What the task asks:
Copy all of the records below word for word, keeping each line unchanged.

Material:
◇ ◇ ◇

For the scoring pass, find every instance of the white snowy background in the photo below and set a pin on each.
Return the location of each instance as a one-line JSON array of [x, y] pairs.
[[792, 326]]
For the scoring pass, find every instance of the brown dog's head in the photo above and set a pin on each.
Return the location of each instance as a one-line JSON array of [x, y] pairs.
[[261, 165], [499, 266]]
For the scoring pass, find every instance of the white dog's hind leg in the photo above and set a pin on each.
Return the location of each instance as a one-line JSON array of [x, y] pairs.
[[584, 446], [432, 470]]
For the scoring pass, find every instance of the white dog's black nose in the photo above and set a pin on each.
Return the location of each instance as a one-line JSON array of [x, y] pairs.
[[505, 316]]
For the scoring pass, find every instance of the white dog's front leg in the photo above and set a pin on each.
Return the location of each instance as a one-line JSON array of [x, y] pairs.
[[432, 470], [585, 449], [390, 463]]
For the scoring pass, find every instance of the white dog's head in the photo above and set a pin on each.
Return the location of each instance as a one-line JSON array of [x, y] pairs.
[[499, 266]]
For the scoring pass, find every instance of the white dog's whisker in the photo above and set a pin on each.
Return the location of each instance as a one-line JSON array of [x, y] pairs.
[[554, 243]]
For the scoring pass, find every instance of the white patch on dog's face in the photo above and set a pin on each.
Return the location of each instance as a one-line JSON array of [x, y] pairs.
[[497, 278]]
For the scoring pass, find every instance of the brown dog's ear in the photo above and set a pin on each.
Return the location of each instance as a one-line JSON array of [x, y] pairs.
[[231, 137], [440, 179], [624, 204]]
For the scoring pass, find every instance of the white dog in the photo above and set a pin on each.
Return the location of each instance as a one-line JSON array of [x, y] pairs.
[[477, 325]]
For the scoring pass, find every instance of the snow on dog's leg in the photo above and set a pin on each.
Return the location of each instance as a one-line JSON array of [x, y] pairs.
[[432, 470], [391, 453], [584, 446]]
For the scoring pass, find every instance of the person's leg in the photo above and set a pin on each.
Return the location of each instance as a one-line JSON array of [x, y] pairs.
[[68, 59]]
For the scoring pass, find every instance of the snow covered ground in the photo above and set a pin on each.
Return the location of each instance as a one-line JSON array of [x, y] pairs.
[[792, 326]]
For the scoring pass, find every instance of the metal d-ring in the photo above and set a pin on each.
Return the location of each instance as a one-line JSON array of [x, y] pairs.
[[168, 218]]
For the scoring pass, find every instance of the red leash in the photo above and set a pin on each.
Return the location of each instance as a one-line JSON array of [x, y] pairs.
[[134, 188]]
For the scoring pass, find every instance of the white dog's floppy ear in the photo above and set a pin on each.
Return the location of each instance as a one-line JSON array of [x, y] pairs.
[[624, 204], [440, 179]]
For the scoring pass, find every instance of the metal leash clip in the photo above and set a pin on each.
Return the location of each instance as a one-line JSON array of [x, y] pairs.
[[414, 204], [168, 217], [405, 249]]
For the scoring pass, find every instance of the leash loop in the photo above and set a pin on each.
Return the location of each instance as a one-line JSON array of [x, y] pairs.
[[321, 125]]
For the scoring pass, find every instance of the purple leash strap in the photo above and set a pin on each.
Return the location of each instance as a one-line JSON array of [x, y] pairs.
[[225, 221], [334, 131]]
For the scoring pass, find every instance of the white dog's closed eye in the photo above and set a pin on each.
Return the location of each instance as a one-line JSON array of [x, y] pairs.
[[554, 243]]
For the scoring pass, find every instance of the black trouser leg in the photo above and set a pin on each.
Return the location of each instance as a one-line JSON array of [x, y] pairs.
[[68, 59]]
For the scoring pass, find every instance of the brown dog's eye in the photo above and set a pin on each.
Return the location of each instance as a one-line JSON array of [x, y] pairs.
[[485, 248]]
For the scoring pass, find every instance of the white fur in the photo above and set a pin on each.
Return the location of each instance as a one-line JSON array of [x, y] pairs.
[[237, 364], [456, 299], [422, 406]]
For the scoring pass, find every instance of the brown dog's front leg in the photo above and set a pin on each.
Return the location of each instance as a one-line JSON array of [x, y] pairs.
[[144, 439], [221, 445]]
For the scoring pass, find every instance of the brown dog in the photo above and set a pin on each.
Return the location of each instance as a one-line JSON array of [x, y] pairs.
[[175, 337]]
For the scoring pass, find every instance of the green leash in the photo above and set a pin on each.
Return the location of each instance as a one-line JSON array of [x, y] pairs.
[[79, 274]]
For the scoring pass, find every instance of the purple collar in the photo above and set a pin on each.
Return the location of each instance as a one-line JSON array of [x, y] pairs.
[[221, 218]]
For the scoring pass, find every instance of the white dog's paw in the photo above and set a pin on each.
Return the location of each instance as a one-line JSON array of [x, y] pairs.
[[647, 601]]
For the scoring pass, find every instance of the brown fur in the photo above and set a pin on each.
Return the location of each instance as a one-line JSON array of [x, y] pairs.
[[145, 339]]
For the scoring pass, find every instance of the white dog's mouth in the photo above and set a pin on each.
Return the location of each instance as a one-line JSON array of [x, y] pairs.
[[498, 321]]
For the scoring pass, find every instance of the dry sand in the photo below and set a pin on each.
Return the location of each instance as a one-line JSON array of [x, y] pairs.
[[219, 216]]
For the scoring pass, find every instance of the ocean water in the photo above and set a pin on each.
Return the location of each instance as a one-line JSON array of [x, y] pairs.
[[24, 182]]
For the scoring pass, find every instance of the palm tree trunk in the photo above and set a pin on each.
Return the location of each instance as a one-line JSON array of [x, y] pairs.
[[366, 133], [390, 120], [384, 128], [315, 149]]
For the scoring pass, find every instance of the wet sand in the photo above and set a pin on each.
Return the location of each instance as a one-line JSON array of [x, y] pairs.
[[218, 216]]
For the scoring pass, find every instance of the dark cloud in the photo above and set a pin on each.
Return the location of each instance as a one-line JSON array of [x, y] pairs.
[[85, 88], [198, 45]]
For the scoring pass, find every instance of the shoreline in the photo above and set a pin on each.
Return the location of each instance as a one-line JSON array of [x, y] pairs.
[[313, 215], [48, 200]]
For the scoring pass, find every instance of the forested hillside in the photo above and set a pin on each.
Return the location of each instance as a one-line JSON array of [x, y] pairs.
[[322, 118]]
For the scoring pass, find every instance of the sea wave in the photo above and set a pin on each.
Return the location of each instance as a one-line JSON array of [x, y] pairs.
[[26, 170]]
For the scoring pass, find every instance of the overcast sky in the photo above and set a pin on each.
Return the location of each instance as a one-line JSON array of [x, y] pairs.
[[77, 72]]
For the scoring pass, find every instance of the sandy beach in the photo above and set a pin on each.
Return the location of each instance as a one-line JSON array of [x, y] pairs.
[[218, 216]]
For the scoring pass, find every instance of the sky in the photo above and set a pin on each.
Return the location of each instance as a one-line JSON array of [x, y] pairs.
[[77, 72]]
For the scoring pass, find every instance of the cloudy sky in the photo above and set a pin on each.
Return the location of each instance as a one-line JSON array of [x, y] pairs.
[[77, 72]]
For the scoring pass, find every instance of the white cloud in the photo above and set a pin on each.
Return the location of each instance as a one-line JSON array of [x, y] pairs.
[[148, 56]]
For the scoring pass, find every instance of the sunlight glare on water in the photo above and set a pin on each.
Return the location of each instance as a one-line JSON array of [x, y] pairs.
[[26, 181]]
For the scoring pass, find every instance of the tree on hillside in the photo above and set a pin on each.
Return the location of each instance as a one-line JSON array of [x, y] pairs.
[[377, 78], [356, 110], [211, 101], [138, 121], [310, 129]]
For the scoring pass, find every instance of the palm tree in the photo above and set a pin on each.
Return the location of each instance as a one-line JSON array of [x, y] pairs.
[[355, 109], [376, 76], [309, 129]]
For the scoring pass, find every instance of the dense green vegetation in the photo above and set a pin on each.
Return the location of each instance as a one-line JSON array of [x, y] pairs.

◇ ◇ ◇

Answer to the problem:
For the scoring pass, find every instance of the white snowy background in the photo below and set a pin on each.
Return the location of each instance as a one-line JSON array of [x, y] pairs.
[[792, 326]]
For the scoring pass, find every instance of the brown dog's head in the photo above and set a pin on each.
Return the location of each instance as a one-line JSON array of [x, y] pairs.
[[261, 165], [499, 266]]
For the scoring pass, find every instance of the white dog's hind leg in the photo above and set a pin on each.
Return the location of each instance as a one-line JSON array of [x, y] pairs.
[[584, 446], [432, 470]]
For the scoring pass, find every instance of the white dog's black nose in the photo above and set a pin on each.
Return the location of each instance as a one-line JSON array of [x, y] pairs.
[[505, 316]]
For the scoring pass, find every instance of the white dog's front leg in the photo above and set a pin on each.
Return the location of each instance as a one-line JSON array of [x, y] pairs.
[[432, 470], [585, 449], [390, 463]]
For the scoring pass, find every instance of the white dog's head in the photo above and set a pin on each.
Return the location of each instance as a one-line JSON array of [x, y] pairs.
[[499, 266]]
For the scoring pass, find every instance of the white dog's whisker in the photo above and set a pin on each.
Return the location of each instance as a one-line JSON array of [x, y] pairs.
[[554, 243]]
For the scoring pass, find every instance of the white patch on dog's face in the photo above and set a pin on each.
Return the location of each instance as a one-line JSON array of [x, y] pairs.
[[497, 278]]
For the scoring pass, find every instance of the brown dog's ear in the photo above and set a pin on each.
Return the location of each instance as a one-line JSON array of [x, y] pairs.
[[231, 137], [440, 179], [624, 204]]
For the scoring pass, find every instance of the white dog in the photo above and set a pin on each.
Return the location of each instance as a one-line JSON array of [x, y] pairs.
[[477, 325]]
For the scoring pass, find every instance of the snow on dog's leg in the photo above and set a pin on each.
Return the location of each instance as a one-line JSON array of [x, y] pairs.
[[432, 470], [391, 453], [584, 446]]
For the scoring pass, find every instance of the person's leg in the photo above and set a pin on each.
Return the location of each instance as a one-line JSON array of [x, y] pairs.
[[68, 59]]
For the scoring pass, find every instance of the snow covered ground in the photo above and set a pin on each.
Return the location of each instance as a one-line JSON array of [x, y] pairs.
[[792, 326]]
For the scoring pass, find every instance of the metal d-ring in the photo above and set a pin on each.
Return the location of each instance as a one-line JSON array of [x, y] pairs.
[[168, 218]]
For the scoring pass, find every instance of the red leash in the photo above and set a pin on each.
Return the location of each instance as a one-line JSON array of [x, y] pairs.
[[134, 188]]
For the scoring pass, find every instance of the white dog's floppy ear in the photo above and set a pin on each.
Return the location of each instance as a one-line JSON array of [x, y] pairs.
[[624, 204], [440, 179]]
For the scoring pass, find every instance of the metal leash clip in the photo above and set a pin on each.
Return the location of each instance as a one-line JSON array of [x, y] pairs.
[[414, 204], [168, 217], [405, 249]]
For the scoring pass, find every instance of the leash loop in the photo above and set a pin on each.
Return the location of each instance as a one-line JSON array of [x, y] pairs.
[[321, 125]]
For the scoring pass, find every instance of the purple leash strap in the photo above and set a pin on each.
Return the location of each instance as a one-line JSON array of [x, y] pairs.
[[225, 221], [334, 131]]
For the scoring pass, find every instance of the white dog's closed eye in the photo above and set a pin on each.
Return the location of each instance as a one-line JSON array of [x, y] pairs.
[[554, 243]]
For the scoring pass, find every instance of the black trouser leg in the photo above and set a pin on each.
Return the location of each instance as a one-line JSON array of [x, y] pairs.
[[68, 59]]
For the scoring pass, find every instance of the brown dog's eye in the photo above and set a pin on each.
Return the location of each instance as a one-line JSON array of [x, y] pairs.
[[485, 248]]
For the scoring pass, find every instance of the white fur in the photo above and set a pin on each.
Return the location of each instance as a one-line JSON array of [x, y] pairs.
[[237, 364], [456, 299], [422, 406]]
For the scoring pass, find every instance of the brown dog's front leg in the photo above and set a pin on each.
Return the location of each instance as a one-line JSON array of [x, y] pairs.
[[144, 439], [221, 445]]
For the scoring pass, find every instance of the brown dog in the photo above and set a pin on each.
Return the location of each instance as a one-line JSON array of [x, y] pairs.
[[175, 337]]
For the scoring pass, find every instance of the green leash in the photo above and set a pin on each.
Return the location of each instance as a one-line JSON array of [x, y] pairs.
[[79, 274]]
For the scoring pass, find every instance of the purple collar in the photo above and set a pin on each.
Return the location of each instance as a one-line JSON array of [x, y] pairs.
[[221, 218]]
For the scoring pass, find every instance of the white dog's paw in the photo above and set a pin on each.
Return the location of each instance as a one-line JSON array of [x, y] pairs.
[[647, 601]]
For the scoring pass, find every instance of the brown fur in the photo above and set a pin on each.
Return the location of each instance as a one-line JSON array of [x, y] pairs.
[[145, 339]]
For the scoring pass, find every instance of the white dog's mouth in the photo above and set a pin on each.
Return the location of each instance as a one-line JSON array of [x, y] pairs.
[[498, 321]]
For the scoring pass, find every instance of the dry sand in the photo below and set a pin on each.
Return the location of each instance as a one-line JSON array of [x, y] pairs.
[[219, 216]]
For the scoring pass, find every instance of the ocean water in the photo above and set a pin on each.
Return the location of each instance as a one-line JSON array of [x, y] pairs.
[[24, 182]]
For the scoring pass, find every instance of the palm tree trunk in the photo above and set a pin on each.
Return the location of each instance as a one-line JSON array of [x, y] pairs.
[[366, 133], [390, 120], [384, 128], [315, 149]]
For the scoring pass, find every instance of the wet sand in the photo above and set a pin on each.
Return the location of each instance as a one-line JSON array of [x, y] pairs.
[[218, 216]]
For the scoring pass, find every instance of the dark cloud in the photo above and set a pin on each.
Return the location of each instance as a one-line JSON array of [x, y] pairs.
[[85, 88], [198, 45]]
For the scoring pass, find every instance of the shoreline in the photo above and set a pin on each.
Return the location of each instance as a one-line JSON array of [x, y] pairs.
[[313, 215], [48, 200]]
For the scoring pass, find every instance of the forested hillside in the photo above and set a pin on each.
Return the location of each instance as a one-line JSON array of [x, y] pairs.
[[322, 118]]
For the scoring pass, find every instance of the sea wave in the photo above and set a pin on each.
Return the location of each instance as a one-line JSON array of [x, y] pairs.
[[26, 170]]
For the scoring pass, find every instance of the overcast sky in the photo above and set a pin on each.
Return the location of each instance as a one-line JSON array of [x, y] pairs.
[[77, 72]]
For the scoring pass, find every instance of the sandy beach in the photo above and set a pin on each.
Return the location of each instance as a one-line JSON array of [x, y] pairs.
[[218, 216]]
For the scoring pass, find every instance of the sky in the photo above and set a pin on each.
Return the location of each instance as a one-line JSON array of [x, y] pairs.
[[77, 72]]
For the scoring pass, find every instance of the cloudy sky in the photo above and set a pin on each.
Return the location of each instance as a one-line JSON array of [x, y] pairs.
[[77, 72]]
For the scoring pass, find every instance of the white cloud in the photo above and set a pin on each.
Return the location of each instance as a one-line JSON array of [x, y] pairs.
[[148, 56]]
For the scoring pass, find every instance of the sunlight glare on water in the photo above and set a pin on each.
Return the location of each instance as a one-line JSON array of [x, y] pairs.
[[26, 181]]
For the scoring pass, find every instance of the tree on hillside in the photo above and set a pin on each.
Return the location of each instance as a one-line JSON array of [x, y] pairs.
[[377, 78], [356, 110], [211, 101], [138, 121], [310, 129]]
For the scoring pass, find every instance of the palm tree in the photo above and set a pin on each.
Return the location of each instance as a one-line JSON array of [x, y] pairs.
[[355, 109], [376, 76], [309, 129]]
For the scoring pass, find every instance of the dense green vegetation in the photo above and set a pin on each.
Return the location of each instance as a one-line JSON array of [x, y] pairs.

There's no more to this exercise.